TASK GOAL:
Answer these questions from the term paper on Bloom's taxonomy:
1. In what town was Benjamin Bloom born?
2. In what year did the committee chaired by Bloom propose the taxonomy?
3. Into which three domains does the taxonomy divide educational objectives?

Republic of the Philippines
University of Rizal System
College of Education
Term paper for Facilitating Learning
Bloom’s taxonomy of objectives
Benjamin Samuel Bloom (February 21, 1913 – September 13, 1999 He was born on February 21, 1913, in Lansford, Pennsylvania. He earned his bachelor’s and master’s degrees from the Pennsylvania State University in 1935. In March 1942, he received his education Ph.D. from the University of Chicago. Bloom died on September 13, 1999. He is American educational psychologist who made contributions to the classification of educational objectives and to the theory of mastery-learning. He also directed a research team which conducted a major investigation into the development of exceptional talent whose results are relevant to the question of eminence, exceptional achievement, and greatness.
Bloom's Taxonomy of objectives
Is a classification of learning objectives within education proposed in 1956 by a committee of educators chaired by Benjamin Bloom who also edited the first volume of the standard text, Taxonomy of educational objectives: the classification of educational goals] (1956) Although named after Bloom, the publication followed a series of conferences from 1949 to 1953, which were designed to improve communication between educators on the design of curricula and examinations. At this meeting, interest was expressed in a theoretical framework which could be used to facilitate communication among examiners. This group felt that such a framework could do much to promote the exchange of test materials and ideas about testing. In addition, it could be helpful in stimulating research on examining and on the relations between examining and education. After considerable discussion, there was agreement that such a theoretical framework might best be obtained through a system of classifying the goals of the educational process, since educational objectives provide the basis for building curricula and tests and represent the starting point for much of our educational research. It refers to a classification of the different objectives that educators set for students (learning objectives). Bloom's Taxonomy divides educational objectives into three "domains": Cognitive, Affective, and Psychomotor (sometimes loosely described as knowing/head, feeling/heart and doing/hands respectively). Within the domains, learning at the higher levels is dependent on having attained prerequisite knowledge and skills at lower levels. A goal of Bloom's Taxonomy is to motivate educators to focus on all three domains, creating a more holistic form of education. Bloom's Taxonomy is considered to be a foundational and essential element within the education community as evidenced in the 1981 survey significant writings that have influenced the curriculum: 1906-1981, by H.G. Shane and the 1994 yearbook of the National Society for the Study of Education. A mythology has grown around the taxonomy, possibly due to many people learning about the taxonomy through second hand information. Bloom himself considered the Handbook One of the most widely cited yet least read books in American education.

RAW RECORDS:
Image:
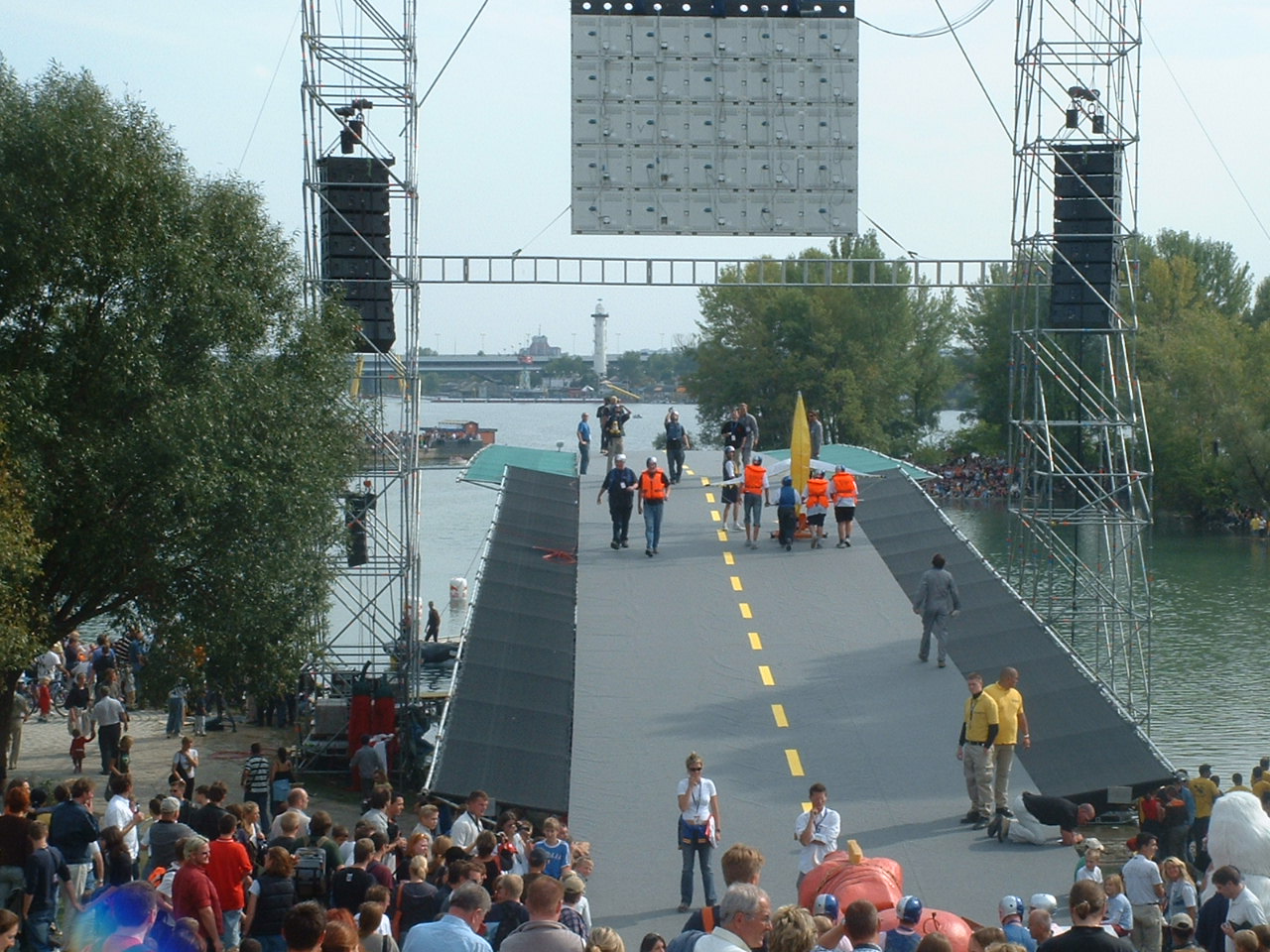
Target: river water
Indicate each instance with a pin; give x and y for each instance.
(1209, 634)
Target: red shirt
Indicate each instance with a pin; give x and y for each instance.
(191, 890)
(226, 869)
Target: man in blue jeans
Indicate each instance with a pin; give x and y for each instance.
(44, 869)
(654, 489)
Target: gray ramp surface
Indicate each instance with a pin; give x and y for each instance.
(666, 664)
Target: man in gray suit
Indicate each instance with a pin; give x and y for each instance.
(935, 601)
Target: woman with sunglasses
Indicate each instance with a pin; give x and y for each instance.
(698, 829)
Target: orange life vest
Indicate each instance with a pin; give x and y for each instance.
(843, 484)
(817, 492)
(652, 485)
(754, 476)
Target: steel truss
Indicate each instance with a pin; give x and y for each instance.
(1080, 435)
(359, 81)
(695, 272)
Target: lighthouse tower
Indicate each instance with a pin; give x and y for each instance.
(599, 354)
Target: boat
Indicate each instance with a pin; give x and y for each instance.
(453, 439)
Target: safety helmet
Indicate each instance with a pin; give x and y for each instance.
(910, 909)
(826, 905)
(1011, 905)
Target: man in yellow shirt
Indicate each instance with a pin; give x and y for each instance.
(980, 724)
(1206, 792)
(1014, 728)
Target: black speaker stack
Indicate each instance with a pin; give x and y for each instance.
(354, 244)
(1087, 235)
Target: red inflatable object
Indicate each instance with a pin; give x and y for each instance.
(879, 880)
(934, 920)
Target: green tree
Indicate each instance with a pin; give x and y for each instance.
(871, 359)
(173, 409)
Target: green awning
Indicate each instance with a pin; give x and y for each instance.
(486, 466)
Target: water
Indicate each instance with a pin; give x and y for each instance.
(1207, 630)
(1209, 627)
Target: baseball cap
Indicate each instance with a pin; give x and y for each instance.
(1043, 900)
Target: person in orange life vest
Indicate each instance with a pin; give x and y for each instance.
(654, 489)
(843, 494)
(756, 495)
(817, 502)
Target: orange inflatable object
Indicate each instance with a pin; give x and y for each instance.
(934, 920)
(879, 880)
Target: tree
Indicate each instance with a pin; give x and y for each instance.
(175, 412)
(871, 359)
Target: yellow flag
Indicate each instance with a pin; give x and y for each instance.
(801, 445)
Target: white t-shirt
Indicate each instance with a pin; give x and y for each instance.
(698, 801)
(825, 838)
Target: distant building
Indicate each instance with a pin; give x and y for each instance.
(539, 347)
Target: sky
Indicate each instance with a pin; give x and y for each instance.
(935, 164)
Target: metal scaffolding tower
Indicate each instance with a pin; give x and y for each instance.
(359, 112)
(1079, 431)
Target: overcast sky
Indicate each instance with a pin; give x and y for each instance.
(935, 166)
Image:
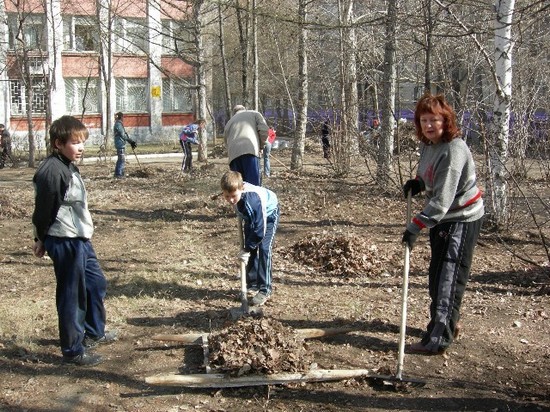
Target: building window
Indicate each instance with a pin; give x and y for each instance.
(131, 95)
(176, 96)
(82, 95)
(175, 38)
(19, 96)
(131, 36)
(80, 34)
(26, 32)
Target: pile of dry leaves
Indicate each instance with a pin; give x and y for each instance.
(257, 345)
(340, 255)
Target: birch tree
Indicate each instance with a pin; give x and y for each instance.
(199, 14)
(225, 69)
(385, 153)
(303, 98)
(498, 152)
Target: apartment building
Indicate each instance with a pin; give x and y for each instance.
(91, 59)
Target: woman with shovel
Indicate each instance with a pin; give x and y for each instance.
(453, 213)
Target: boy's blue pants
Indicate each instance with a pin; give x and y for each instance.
(81, 289)
(249, 167)
(258, 270)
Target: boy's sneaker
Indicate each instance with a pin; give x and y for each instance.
(109, 337)
(260, 299)
(84, 359)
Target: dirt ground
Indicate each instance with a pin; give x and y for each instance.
(168, 246)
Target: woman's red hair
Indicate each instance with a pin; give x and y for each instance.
(436, 105)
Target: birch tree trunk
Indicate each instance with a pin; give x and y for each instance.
(498, 151)
(303, 98)
(388, 123)
(198, 15)
(255, 63)
(226, 84)
(242, 22)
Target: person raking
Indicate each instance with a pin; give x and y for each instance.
(259, 209)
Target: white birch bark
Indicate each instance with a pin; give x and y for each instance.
(388, 122)
(201, 74)
(303, 97)
(498, 152)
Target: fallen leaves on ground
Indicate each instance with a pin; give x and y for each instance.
(257, 345)
(340, 255)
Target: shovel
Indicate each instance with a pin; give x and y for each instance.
(398, 378)
(139, 164)
(244, 310)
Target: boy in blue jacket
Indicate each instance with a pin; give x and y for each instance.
(63, 227)
(190, 134)
(259, 209)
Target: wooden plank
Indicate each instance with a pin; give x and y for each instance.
(187, 338)
(218, 380)
(197, 338)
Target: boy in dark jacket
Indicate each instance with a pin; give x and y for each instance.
(63, 228)
(259, 209)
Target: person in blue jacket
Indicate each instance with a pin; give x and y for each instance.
(190, 135)
(121, 138)
(63, 228)
(259, 209)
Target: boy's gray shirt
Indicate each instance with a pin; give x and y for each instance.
(61, 205)
(447, 173)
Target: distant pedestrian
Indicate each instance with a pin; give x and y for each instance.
(63, 227)
(325, 139)
(121, 138)
(5, 143)
(190, 135)
(245, 134)
(271, 136)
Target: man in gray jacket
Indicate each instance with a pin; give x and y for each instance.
(245, 134)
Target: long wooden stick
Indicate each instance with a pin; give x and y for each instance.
(217, 380)
(196, 338)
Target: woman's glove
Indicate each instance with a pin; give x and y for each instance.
(409, 238)
(412, 185)
(244, 255)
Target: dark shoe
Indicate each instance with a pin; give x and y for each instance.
(84, 359)
(457, 331)
(420, 349)
(109, 337)
(260, 299)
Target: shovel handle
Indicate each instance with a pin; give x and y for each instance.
(244, 298)
(404, 292)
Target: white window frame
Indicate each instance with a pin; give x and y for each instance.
(176, 96)
(128, 103)
(126, 39)
(75, 88)
(70, 37)
(33, 29)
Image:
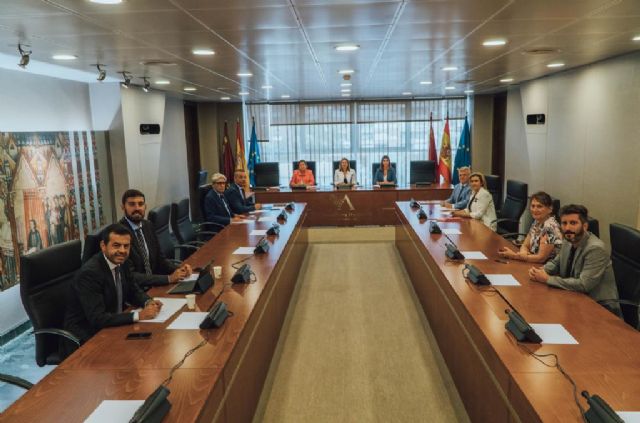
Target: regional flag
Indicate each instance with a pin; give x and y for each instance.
(444, 165)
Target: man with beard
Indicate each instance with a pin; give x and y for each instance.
(103, 287)
(148, 262)
(582, 264)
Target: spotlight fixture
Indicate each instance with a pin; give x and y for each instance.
(24, 56)
(127, 79)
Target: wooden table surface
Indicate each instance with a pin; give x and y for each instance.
(468, 322)
(110, 367)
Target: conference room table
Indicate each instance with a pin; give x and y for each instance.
(356, 206)
(222, 381)
(497, 378)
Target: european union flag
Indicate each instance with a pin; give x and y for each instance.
(463, 152)
(254, 155)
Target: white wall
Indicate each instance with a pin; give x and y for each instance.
(587, 152)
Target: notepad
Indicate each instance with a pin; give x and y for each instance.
(502, 280)
(553, 333)
(188, 320)
(110, 411)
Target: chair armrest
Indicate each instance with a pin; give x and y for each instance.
(17, 381)
(59, 332)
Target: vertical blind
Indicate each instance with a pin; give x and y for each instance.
(363, 131)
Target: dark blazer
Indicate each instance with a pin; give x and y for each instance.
(214, 209)
(93, 300)
(237, 204)
(160, 266)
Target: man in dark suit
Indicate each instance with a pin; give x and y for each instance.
(238, 201)
(216, 208)
(104, 286)
(149, 264)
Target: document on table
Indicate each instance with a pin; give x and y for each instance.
(474, 255)
(169, 307)
(110, 411)
(553, 333)
(188, 320)
(244, 250)
(502, 280)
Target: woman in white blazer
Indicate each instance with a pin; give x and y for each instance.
(344, 175)
(480, 204)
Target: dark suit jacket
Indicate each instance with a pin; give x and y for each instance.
(237, 204)
(160, 266)
(214, 209)
(93, 300)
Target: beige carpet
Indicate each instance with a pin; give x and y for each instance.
(356, 346)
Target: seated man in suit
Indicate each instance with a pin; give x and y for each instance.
(461, 192)
(216, 208)
(104, 286)
(238, 202)
(150, 266)
(582, 264)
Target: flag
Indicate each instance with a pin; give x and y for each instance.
(463, 152)
(241, 160)
(433, 154)
(227, 155)
(444, 164)
(254, 154)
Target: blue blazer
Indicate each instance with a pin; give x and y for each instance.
(236, 203)
(391, 176)
(214, 208)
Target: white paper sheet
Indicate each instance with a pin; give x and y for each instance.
(111, 411)
(169, 307)
(474, 255)
(553, 333)
(502, 280)
(188, 320)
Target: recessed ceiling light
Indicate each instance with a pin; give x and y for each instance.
(347, 47)
(495, 42)
(203, 52)
(64, 57)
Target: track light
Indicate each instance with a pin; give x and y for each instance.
(127, 79)
(24, 56)
(147, 85)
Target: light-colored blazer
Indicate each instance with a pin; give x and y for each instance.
(339, 176)
(592, 272)
(481, 207)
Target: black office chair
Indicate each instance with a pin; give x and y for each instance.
(625, 258)
(374, 168)
(494, 186)
(515, 202)
(422, 171)
(45, 281)
(160, 218)
(267, 174)
(183, 228)
(17, 381)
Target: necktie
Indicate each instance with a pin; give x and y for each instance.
(118, 280)
(143, 248)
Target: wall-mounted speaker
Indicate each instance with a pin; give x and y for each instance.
(538, 119)
(149, 128)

EXERCISE SOLUTION:
1. Lansford, Pennsylvania
2. 1956
3. Cognitive, Affective, and Psychomotor